(Saved entries)
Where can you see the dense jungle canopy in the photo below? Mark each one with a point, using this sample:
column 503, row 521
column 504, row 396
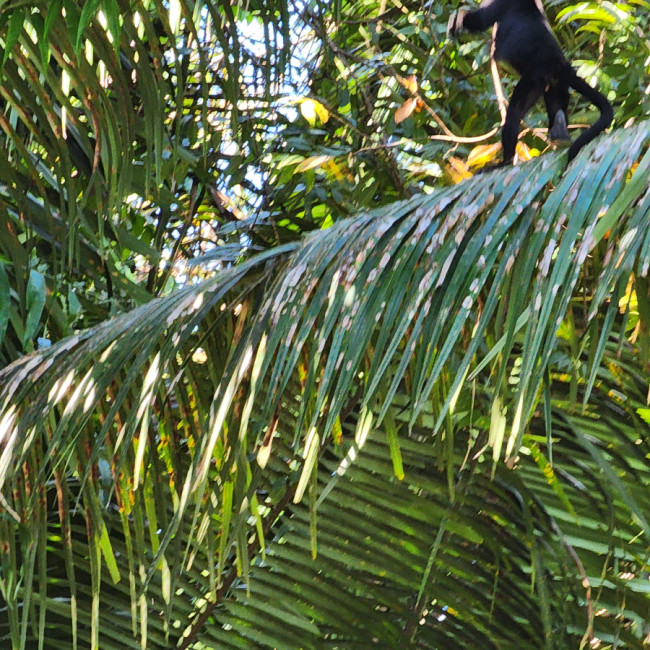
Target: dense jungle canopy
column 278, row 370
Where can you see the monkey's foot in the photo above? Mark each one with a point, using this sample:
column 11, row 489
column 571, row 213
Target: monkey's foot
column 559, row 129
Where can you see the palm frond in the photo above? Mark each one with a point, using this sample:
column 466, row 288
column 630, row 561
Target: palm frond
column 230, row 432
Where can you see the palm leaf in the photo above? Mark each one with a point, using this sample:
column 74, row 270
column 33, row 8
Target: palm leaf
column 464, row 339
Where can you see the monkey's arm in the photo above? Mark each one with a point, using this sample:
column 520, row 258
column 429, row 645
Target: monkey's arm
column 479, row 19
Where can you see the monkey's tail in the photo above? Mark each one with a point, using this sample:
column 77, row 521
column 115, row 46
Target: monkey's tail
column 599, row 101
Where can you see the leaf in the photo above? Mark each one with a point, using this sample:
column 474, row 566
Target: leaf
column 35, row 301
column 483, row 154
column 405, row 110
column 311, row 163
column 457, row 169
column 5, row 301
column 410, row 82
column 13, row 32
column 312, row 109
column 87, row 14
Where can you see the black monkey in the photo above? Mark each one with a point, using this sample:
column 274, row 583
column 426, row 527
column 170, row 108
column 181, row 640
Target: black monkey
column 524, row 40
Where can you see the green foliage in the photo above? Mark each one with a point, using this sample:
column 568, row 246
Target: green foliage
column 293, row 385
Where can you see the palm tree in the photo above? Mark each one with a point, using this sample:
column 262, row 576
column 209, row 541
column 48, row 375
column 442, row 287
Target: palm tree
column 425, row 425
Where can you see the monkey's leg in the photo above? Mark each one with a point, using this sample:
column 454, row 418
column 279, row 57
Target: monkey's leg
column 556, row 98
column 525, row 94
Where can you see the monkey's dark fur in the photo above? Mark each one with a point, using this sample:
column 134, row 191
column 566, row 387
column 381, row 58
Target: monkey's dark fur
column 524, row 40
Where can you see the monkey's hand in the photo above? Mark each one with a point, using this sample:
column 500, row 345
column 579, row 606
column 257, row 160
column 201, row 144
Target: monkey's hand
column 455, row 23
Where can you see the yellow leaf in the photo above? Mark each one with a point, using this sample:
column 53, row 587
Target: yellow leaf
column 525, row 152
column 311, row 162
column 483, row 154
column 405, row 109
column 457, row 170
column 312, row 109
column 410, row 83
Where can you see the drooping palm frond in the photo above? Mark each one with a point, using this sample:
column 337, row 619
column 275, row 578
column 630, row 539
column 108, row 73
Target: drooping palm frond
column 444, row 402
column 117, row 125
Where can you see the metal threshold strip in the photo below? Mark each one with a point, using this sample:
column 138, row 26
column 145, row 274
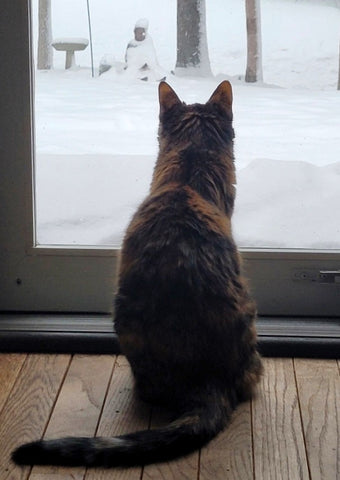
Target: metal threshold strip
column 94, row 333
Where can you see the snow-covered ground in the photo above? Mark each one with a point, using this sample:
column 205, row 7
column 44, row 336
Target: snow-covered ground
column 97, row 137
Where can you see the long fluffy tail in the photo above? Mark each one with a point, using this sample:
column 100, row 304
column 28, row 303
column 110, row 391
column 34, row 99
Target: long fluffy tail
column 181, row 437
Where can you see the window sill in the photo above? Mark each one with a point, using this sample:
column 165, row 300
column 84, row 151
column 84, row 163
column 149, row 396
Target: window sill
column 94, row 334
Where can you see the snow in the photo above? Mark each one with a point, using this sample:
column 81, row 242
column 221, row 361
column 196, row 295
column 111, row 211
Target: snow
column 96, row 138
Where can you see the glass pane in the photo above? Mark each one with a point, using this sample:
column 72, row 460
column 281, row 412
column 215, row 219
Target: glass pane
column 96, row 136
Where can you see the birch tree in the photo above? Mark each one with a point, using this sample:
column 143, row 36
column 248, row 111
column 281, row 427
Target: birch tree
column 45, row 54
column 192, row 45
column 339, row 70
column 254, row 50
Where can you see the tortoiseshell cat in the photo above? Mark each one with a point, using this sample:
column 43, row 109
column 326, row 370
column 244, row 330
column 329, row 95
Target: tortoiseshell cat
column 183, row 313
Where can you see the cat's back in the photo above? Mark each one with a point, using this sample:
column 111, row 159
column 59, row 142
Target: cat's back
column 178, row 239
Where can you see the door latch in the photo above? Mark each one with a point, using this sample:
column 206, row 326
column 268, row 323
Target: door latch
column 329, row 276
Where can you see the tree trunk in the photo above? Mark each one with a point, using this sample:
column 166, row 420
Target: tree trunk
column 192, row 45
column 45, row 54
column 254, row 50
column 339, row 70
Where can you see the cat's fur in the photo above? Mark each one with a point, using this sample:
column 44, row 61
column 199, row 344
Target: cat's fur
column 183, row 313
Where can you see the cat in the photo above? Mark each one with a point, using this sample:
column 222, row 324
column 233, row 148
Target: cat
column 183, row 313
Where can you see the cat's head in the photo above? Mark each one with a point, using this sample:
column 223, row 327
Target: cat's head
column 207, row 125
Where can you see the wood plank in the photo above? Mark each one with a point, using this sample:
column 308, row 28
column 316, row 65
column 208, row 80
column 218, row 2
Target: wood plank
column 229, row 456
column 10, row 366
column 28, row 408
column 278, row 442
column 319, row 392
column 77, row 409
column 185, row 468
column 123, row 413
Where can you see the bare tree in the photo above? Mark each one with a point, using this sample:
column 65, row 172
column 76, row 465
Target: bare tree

_YOUR GOAL_
Every line of the records that includes the word "bare" should be gathered.

_RESPONSE_
Where can you see the bare tree in the photo above? Mark each one with a point, using this sample:
Target: bare tree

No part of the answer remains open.